Copy out exactly each line from the line with "Would you point out the gray" through the last line of the material below.

>>>>>

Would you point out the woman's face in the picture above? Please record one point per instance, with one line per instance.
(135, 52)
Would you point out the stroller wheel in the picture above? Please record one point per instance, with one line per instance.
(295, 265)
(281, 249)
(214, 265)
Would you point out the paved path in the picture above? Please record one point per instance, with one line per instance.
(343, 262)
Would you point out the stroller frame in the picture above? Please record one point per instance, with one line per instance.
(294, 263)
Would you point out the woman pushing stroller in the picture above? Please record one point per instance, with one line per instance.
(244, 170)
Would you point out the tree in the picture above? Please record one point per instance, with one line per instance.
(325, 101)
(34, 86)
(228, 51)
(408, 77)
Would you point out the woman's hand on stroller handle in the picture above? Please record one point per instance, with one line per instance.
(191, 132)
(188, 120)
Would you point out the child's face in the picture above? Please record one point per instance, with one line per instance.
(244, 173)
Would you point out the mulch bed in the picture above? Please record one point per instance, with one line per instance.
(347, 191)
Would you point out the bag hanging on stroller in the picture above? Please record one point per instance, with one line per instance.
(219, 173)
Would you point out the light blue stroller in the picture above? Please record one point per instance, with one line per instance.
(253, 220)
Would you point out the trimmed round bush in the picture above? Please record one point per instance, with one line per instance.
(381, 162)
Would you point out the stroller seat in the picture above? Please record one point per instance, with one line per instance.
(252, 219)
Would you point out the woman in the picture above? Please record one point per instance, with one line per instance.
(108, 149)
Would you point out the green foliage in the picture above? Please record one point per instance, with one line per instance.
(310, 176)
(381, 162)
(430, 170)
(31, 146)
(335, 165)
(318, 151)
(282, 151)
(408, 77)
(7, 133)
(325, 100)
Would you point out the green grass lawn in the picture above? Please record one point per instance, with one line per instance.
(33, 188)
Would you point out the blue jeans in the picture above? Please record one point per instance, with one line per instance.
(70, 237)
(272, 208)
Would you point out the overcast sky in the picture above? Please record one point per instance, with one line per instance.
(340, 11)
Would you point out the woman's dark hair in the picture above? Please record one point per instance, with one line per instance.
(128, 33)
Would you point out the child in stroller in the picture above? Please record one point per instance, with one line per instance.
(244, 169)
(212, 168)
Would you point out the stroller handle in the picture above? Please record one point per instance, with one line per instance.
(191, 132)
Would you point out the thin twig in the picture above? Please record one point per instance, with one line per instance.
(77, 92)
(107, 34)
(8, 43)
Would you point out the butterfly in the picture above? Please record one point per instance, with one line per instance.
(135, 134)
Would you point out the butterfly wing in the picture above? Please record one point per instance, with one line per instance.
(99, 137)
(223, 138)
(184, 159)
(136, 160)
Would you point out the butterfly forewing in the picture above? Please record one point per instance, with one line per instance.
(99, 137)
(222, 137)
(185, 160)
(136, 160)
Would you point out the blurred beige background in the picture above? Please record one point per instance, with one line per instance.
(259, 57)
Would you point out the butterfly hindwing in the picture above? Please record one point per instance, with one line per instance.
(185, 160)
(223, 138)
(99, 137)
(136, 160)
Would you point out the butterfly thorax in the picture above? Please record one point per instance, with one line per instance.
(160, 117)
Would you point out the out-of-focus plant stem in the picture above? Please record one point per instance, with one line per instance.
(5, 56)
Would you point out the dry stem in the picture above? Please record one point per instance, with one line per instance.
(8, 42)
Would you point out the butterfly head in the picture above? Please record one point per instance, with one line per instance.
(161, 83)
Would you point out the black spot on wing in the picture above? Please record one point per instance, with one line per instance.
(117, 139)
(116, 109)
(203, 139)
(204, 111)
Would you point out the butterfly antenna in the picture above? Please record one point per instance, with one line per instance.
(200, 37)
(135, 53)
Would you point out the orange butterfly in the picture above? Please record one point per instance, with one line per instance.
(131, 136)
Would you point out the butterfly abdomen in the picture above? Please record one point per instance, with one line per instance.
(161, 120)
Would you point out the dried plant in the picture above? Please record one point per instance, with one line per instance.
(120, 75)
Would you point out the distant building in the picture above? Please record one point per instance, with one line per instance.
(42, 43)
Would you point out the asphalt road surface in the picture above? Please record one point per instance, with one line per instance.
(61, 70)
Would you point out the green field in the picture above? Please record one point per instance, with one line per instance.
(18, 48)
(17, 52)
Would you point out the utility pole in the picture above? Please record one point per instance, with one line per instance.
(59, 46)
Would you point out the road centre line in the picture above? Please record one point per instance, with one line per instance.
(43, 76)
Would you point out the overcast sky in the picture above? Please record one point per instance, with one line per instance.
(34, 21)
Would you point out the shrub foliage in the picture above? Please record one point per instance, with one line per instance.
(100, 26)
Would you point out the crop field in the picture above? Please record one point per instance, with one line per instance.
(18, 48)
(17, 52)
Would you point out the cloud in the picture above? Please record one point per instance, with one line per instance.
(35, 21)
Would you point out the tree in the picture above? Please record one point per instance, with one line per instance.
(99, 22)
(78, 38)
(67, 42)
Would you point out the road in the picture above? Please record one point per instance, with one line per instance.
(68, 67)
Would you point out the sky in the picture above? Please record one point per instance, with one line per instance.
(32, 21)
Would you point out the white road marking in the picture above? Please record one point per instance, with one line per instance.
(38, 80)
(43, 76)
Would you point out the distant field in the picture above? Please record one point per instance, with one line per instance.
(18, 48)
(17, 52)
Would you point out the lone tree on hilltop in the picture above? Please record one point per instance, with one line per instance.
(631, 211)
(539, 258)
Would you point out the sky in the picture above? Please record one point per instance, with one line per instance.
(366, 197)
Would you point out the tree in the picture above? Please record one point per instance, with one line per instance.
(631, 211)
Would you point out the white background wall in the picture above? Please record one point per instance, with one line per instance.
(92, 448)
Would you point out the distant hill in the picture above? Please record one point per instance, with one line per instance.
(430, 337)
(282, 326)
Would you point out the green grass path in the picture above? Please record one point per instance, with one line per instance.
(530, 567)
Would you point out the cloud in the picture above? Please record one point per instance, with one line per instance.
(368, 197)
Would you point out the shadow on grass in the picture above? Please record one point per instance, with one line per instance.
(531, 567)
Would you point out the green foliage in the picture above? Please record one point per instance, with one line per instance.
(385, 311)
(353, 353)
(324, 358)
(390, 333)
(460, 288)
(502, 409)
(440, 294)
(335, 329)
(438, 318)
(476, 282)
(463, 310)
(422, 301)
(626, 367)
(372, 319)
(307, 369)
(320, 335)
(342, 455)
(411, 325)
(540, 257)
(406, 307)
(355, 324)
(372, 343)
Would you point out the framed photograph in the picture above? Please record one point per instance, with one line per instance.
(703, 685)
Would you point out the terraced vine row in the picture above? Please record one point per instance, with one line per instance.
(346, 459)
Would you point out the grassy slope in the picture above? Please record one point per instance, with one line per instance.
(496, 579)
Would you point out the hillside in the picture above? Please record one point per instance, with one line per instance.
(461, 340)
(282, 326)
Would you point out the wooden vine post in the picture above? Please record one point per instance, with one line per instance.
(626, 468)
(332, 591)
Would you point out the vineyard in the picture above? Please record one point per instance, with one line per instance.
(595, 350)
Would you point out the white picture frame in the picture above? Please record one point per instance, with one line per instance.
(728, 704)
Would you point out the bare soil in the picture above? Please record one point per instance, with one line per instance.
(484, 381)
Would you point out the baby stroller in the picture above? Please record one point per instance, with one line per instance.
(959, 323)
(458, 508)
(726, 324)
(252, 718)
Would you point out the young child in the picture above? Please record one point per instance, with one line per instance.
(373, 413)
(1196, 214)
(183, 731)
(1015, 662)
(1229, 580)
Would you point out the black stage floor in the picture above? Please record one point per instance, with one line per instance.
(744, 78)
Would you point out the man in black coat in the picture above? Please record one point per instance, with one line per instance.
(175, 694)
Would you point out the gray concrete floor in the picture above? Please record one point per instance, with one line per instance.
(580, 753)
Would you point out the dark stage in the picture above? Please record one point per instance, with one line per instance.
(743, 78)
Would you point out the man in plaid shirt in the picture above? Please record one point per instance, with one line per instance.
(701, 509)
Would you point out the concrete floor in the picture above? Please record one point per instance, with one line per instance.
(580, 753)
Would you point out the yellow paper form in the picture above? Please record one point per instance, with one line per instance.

<<<<<

> Result below:
Would you point out the gray concrete floor in the picture above? Please record one point per instance, with one line per instance.
(580, 753)
Would you point out the dark stage in the picture above? Please record one point per instance, with one line per instance.
(743, 78)
Would you point out the man in plaid shirt in the picture above? Please record one point per instance, with one line per instance.
(701, 509)
Would you point out the concrete floor in the picture above? Please record one point per instance, with one line per instance.
(580, 753)
Would you point out the yellow paper form in the picture above? Please record one point per instance, with one line per instance.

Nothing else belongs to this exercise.